Copy each entry verbatim, excluding its images.

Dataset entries
[Start of Attachment]
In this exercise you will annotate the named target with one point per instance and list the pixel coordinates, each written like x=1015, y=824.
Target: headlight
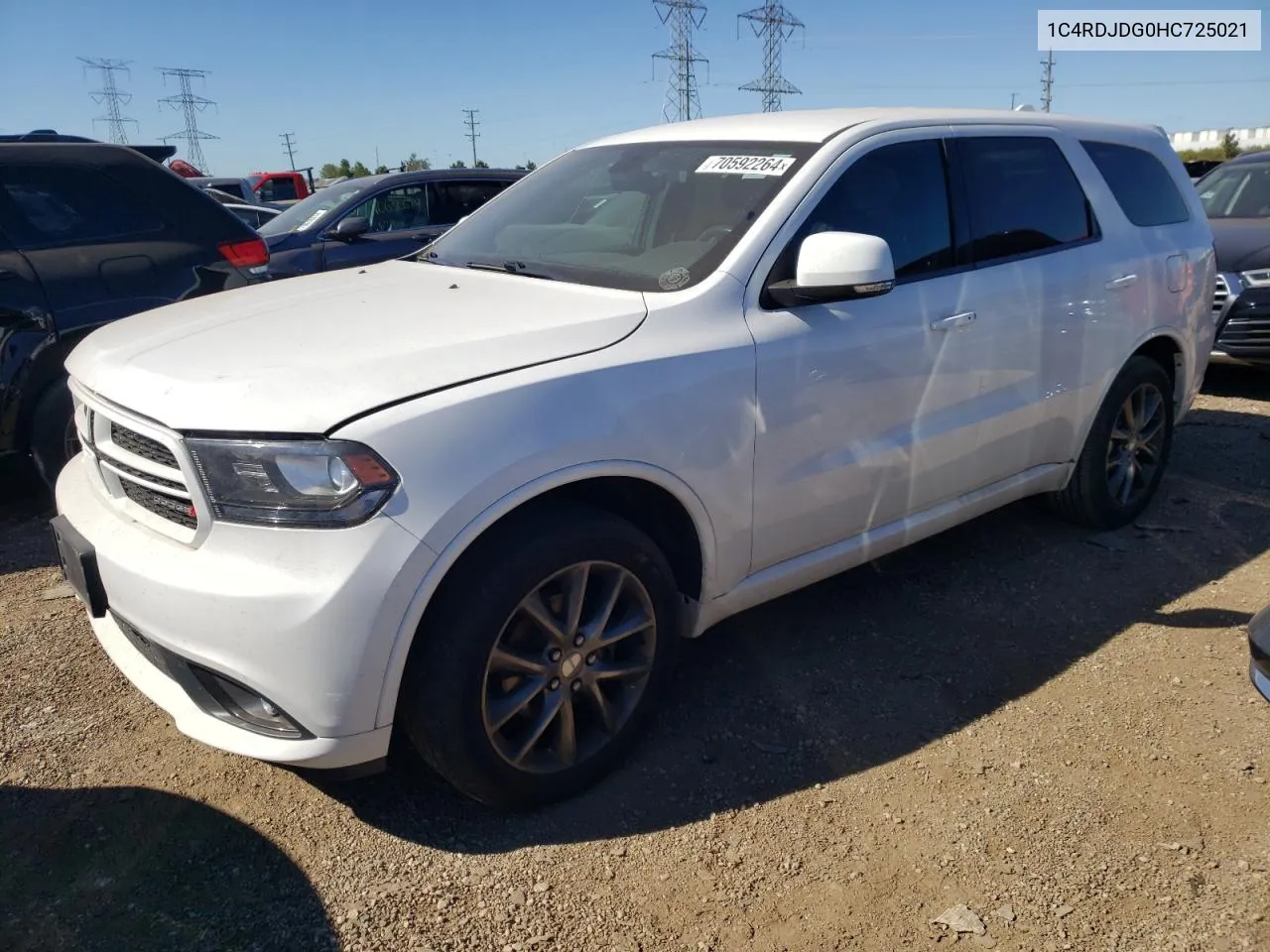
x=310, y=483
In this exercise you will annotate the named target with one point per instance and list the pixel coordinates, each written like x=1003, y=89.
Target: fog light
x=244, y=707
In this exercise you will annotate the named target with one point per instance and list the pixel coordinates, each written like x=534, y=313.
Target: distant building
x=1248, y=137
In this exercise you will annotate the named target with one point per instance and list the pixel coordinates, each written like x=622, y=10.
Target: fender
x=495, y=511
x=1182, y=382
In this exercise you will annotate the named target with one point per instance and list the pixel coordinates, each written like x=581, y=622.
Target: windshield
x=309, y=212
x=1238, y=190
x=652, y=216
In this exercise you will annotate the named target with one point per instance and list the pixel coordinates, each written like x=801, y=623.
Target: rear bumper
x=1259, y=652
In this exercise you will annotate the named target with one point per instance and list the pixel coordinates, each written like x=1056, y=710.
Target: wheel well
x=1165, y=352
x=648, y=507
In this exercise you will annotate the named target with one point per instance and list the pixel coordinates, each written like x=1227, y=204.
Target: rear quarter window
x=71, y=204
x=1142, y=186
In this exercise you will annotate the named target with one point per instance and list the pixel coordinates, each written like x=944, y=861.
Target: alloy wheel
x=1137, y=444
x=570, y=666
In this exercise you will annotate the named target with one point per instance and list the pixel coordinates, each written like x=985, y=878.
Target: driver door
x=399, y=223
x=866, y=408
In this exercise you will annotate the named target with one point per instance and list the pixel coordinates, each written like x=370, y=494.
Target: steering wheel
x=715, y=231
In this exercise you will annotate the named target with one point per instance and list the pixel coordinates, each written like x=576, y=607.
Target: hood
x=1242, y=244
x=303, y=354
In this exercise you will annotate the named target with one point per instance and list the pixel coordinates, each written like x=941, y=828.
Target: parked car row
x=475, y=495
x=91, y=232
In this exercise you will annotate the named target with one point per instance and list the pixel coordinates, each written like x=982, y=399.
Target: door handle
x=956, y=320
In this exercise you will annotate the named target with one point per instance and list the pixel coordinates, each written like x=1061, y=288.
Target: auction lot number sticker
x=746, y=166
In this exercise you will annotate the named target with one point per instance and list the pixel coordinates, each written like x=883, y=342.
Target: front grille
x=178, y=511
x=139, y=465
x=141, y=445
x=1220, y=295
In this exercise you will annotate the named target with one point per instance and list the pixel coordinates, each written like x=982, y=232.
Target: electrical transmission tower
x=190, y=105
x=290, y=145
x=1047, y=81
x=472, y=135
x=684, y=17
x=111, y=96
x=775, y=24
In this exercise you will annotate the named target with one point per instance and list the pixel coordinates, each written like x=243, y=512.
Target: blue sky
x=547, y=76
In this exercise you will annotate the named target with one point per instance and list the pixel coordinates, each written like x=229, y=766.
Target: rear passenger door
x=100, y=252
x=1042, y=277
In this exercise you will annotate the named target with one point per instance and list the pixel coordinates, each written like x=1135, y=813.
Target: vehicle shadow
x=883, y=660
x=24, y=509
x=141, y=870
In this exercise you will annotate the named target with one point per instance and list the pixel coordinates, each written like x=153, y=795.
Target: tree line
x=356, y=171
x=1228, y=149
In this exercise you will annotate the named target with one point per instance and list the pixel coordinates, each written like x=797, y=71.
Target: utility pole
x=289, y=144
x=190, y=105
x=1047, y=82
x=111, y=96
x=684, y=17
x=471, y=123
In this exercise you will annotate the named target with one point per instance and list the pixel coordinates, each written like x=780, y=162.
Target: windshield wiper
x=508, y=268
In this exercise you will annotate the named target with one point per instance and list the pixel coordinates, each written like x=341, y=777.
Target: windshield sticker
x=674, y=278
x=746, y=164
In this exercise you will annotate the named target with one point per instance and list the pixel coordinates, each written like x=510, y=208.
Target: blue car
x=376, y=217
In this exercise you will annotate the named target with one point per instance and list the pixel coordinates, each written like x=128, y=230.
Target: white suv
x=480, y=494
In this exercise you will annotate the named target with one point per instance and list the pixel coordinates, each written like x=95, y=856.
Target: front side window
x=452, y=200
x=1238, y=190
x=70, y=204
x=397, y=209
x=897, y=191
x=648, y=216
x=1023, y=197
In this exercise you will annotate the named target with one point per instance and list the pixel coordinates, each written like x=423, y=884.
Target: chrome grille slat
x=139, y=463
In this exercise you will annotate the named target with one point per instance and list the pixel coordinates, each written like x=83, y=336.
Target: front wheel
x=1127, y=451
x=540, y=661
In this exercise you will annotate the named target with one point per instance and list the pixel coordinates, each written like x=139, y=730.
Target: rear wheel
x=543, y=657
x=54, y=439
x=1127, y=451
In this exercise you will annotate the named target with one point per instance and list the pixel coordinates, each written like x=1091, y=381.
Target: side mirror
x=837, y=266
x=350, y=229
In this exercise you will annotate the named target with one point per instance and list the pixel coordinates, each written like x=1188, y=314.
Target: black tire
x=444, y=693
x=53, y=431
x=1087, y=499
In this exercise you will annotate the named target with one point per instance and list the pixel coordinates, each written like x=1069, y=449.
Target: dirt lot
x=1053, y=729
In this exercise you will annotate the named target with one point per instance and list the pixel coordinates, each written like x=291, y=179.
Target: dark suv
x=376, y=217
x=91, y=232
x=1236, y=195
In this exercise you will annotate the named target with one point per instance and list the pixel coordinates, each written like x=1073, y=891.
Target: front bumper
x=1259, y=652
x=1243, y=329
x=305, y=619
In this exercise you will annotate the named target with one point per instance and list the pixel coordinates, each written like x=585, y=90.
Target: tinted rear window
x=70, y=204
x=1139, y=182
x=1024, y=197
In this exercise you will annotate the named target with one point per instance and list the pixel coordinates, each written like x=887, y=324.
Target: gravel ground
x=1051, y=729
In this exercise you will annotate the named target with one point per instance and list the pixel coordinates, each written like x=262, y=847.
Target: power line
x=190, y=105
x=775, y=24
x=290, y=146
x=111, y=96
x=1047, y=82
x=472, y=135
x=684, y=17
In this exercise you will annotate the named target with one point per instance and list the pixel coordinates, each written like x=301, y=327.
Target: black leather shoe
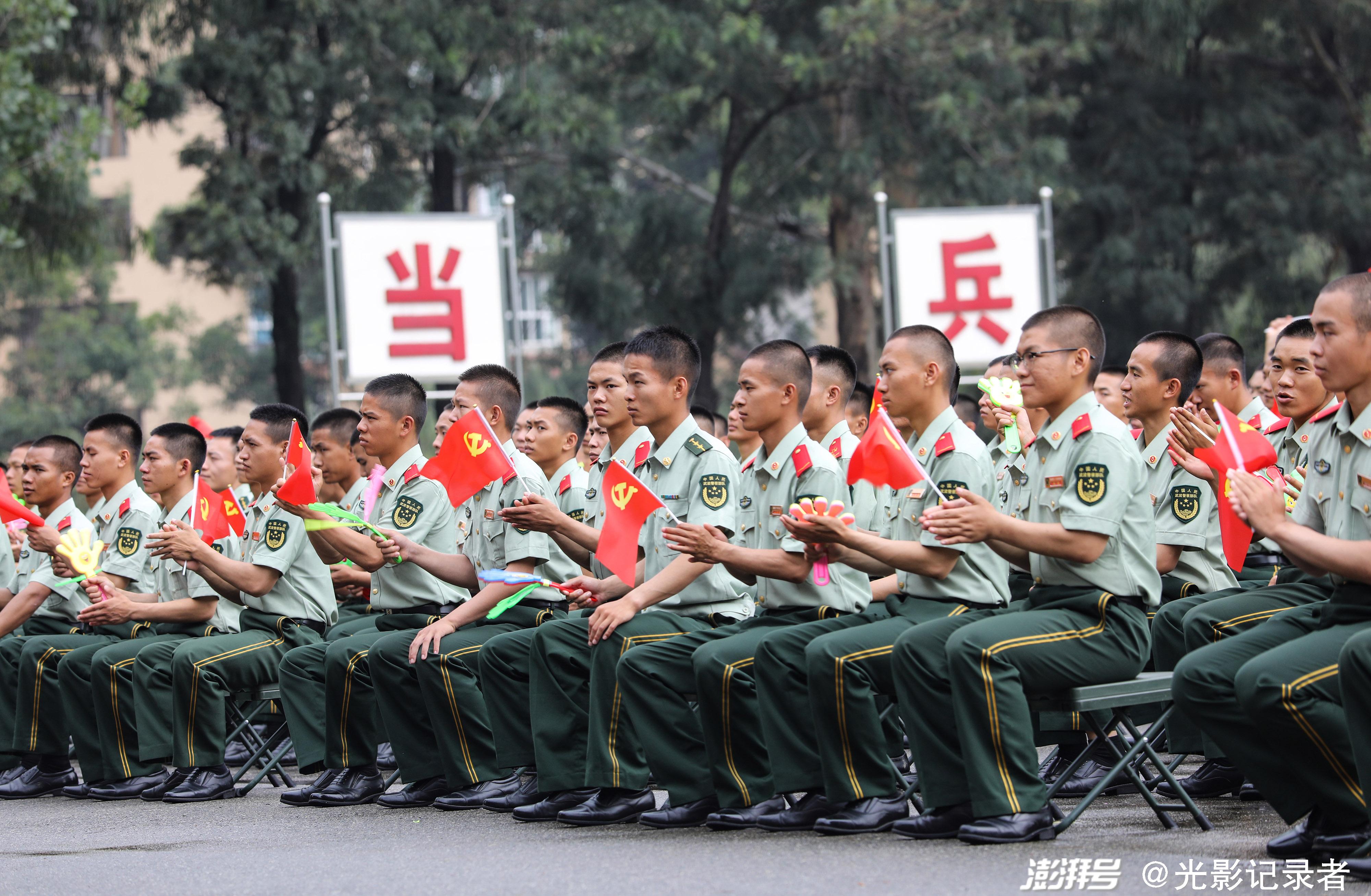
[End of Attachment]
Task solution |
In this exercise you will annotate the named target with one point per instance and list the pixel coordinates, each written like x=1015, y=824.
Target: headlight
x=310, y=483
In this exercise you will annotate the named target with one point per instance and list the pixel coordinates, each written like x=1003, y=89.
Target: fog light
x=244, y=707
In this exercise you will annotate the named target with one point per instance and list the pixel coordinates, each written like x=534, y=313.
Target: distant building
x=1248, y=137
In this exercise you will annotate the named target with one point per instance and list the pixel coordinates, each written like x=622, y=10.
Target: fender
x=495, y=511
x=1182, y=382
In this exercise you will annotate the named target with one point per instance and list the pixel coordinates, each written like x=581, y=622.
Target: windshield
x=309, y=212
x=1238, y=190
x=652, y=216
In this exercise you will annotate the named target with one point per instance and list the pixel coordinates, each written like x=801, y=623.
Target: rear bumper
x=1259, y=652
In this exercise you will annotate the named target with one point per instance and list the pixel coordinates, each written like x=1056, y=710.
Target: wheel well
x=1165, y=352
x=648, y=507
In this exercise you will annotate the named target with one point per instance and list the pixel coordinates, each written like x=1227, y=204.
Target: rear quarter window
x=71, y=204
x=1142, y=186
In this exercise you will annotate the named target with one point per instance and list the pixel coordinates, each written like x=944, y=861.
Target: alloy wheel
x=1137, y=444
x=570, y=666
In this exercise you will annotate the named target with one point per instance and list the pixel coordinates, each written like x=985, y=878.
Target: driver door
x=399, y=223
x=866, y=408
In this exercise you will annotate the named target with one point per instance and list the pixel coordinates, each written like x=370, y=494.
Target: steering wheel
x=715, y=231
In this exercise you will annotate the named target with one point per instance and list the pixel coordinates, each written like x=576, y=607.
Target: hood
x=1242, y=244
x=303, y=354
In this exercise you will annotate the named target with one point per instance and list the pixel coordinates, each written like x=941, y=828.
Target: parked car row
x=475, y=495
x=91, y=232
In this exercise you will annotate the named target with one point per instance and list the pixel coordinates, each written like x=982, y=399.
Target: door handle
x=956, y=320
In this exercise you will annotate the named target with one point per instance and list the pixel coordinates, each written like x=1061, y=288.
Target: auction lot number sticker
x=746, y=166
In this exercise you will annotate the named target with one point per instance and list the pixel coordinates, each written like x=883, y=342.
Target: front grille
x=178, y=511
x=139, y=465
x=141, y=445
x=1220, y=295
In this exercise you will annotate the named target with one point per instance and list the pixel coordinates, each written like x=982, y=232.
Target: electrical transmission tower
x=190, y=105
x=290, y=145
x=1047, y=81
x=472, y=135
x=684, y=17
x=111, y=96
x=775, y=24
In this exercise you will annotate the named target with one point per instance and list the pixel coordinates, each written like x=243, y=512.
Target: blue sky
x=547, y=76
In this exercise you will annotate the named target with one point per instance and list the pixel coordinates, each written like x=229, y=766.
Target: rear passenger door
x=100, y=252
x=1042, y=277
In this exercise you will annotate the named target with one point per instance and list the pixel coordinates, each written like x=1135, y=813.
Target: vehicle shadow
x=883, y=660
x=24, y=509
x=141, y=870
In this exercise you will annotate the named target with one point per instance and list the pixel coordinates, each written like x=153, y=795.
Target: tree line
x=356, y=171
x=1228, y=149
In this exercise you will annotate the named target with one point per instance and list the pixel coordinates, each written like x=797, y=71.
Target: utility pole
x=289, y=144
x=190, y=105
x=1047, y=82
x=111, y=96
x=684, y=17
x=471, y=123
In this exercise you will annotate the named target with one point per instance and list the pixel coordinates, each written like x=780, y=162.
Target: windshield wiper
x=508, y=268
In this exercise you will annotate the named target with one point per instance and list the pixel coordinates, each written like x=341, y=777.
Target: windshield sticker
x=674, y=278
x=746, y=164
In this exercise you will annotate the named target with one point per instance and list the pixel coordinates, each written like x=510, y=208.
Target: blue car
x=376, y=217
In this exercise you will annotate the named target with one point per instance and list the pixel coordinates, each written like x=128, y=230.
Target: white suv
x=480, y=494
In this exercise you will annotate the named target with one point per instance and list the pixel coordinates, each written like x=95, y=856.
Target: front side window
x=452, y=200
x=1238, y=190
x=70, y=204
x=397, y=209
x=897, y=191
x=648, y=216
x=1023, y=197
In this exercise you will annotate the named target with one point per instance and list the pixel coordinates, each written like x=423, y=884.
Target: chrome grille slat
x=139, y=463
In this exercise you will annotate the named target with one point per instance and list the pixel coordinates, each written like x=83, y=336.
Target: front wheel
x=1127, y=451
x=540, y=661
In this exercise you will annotate the named target with one point per instance and list the pixel coordinates, each written like x=139, y=730.
Target: rear wheel
x=543, y=657
x=54, y=439
x=1127, y=451
In this exercise you will annotate the named target with one point per instance and list the pixel coordinates, each written like x=1091, y=381.
Target: side mirror
x=837, y=266
x=350, y=229
In this exercise you will annotate the named target with one point per instance and list the pixel coordinates, each written like x=1188, y=314.
Target: black tire
x=444, y=693
x=53, y=431
x=1087, y=499
In this exercise you will annotate the named target with one point per instance and list the pixel coordinates, each written like x=1069, y=449.
Target: dirt lot
x=1053, y=729
In this exercise you will annotate the named target with one point per instance and list the pixel coordinates, each written like x=291, y=179.
Target: dark suv
x=376, y=217
x=91, y=232
x=1236, y=195
In this exercise you will annotate the named target with one point per instance and list the pixel coordinates, each written like x=1073, y=891.
Target: front bumper
x=1259, y=652
x=1243, y=329
x=305, y=619
In this exercise you will annotate the named target with one point per instance and list the pixel coordinates, each written like x=585, y=90.
Target: tinted rear window
x=70, y=204
x=1139, y=182
x=1024, y=197
In this exercise you will annotate the named target with one point per instance and list the pixel coordinates, each written like x=887, y=324.
Target: gravel ground
x=1051, y=729
In this exercise you will annotate the named target with one point per instance and list the pixel coordinates, each written like x=262, y=847.
Target: power line
x=190, y=105
x=775, y=24
x=290, y=146
x=111, y=96
x=1047, y=82
x=472, y=135
x=684, y=17
In this exercise you will annotate the named target with one point per instance and list the pixel coordinates, each written like x=301, y=327.
Target: black leather shoe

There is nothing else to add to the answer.